PROBLEM » Copy each of the entries below faithfully, setting aside any pictures.

--- START ---

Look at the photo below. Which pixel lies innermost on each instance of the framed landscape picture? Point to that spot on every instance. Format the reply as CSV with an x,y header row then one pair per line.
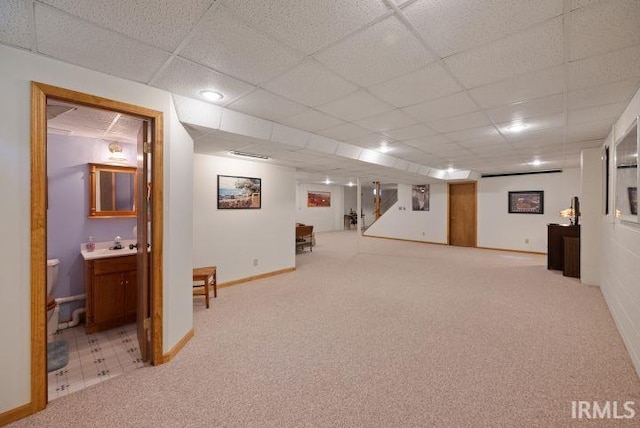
x,y
526,202
237,193
318,199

--- END ---

COMPLETED TASK »
Look at the photo below. Which pixel lies innermost on each instance of the framed landscape picture? Point to that spot on every instance. Format the reply as CSV with an x,y header row then one pair per line.
x,y
526,202
237,193
318,199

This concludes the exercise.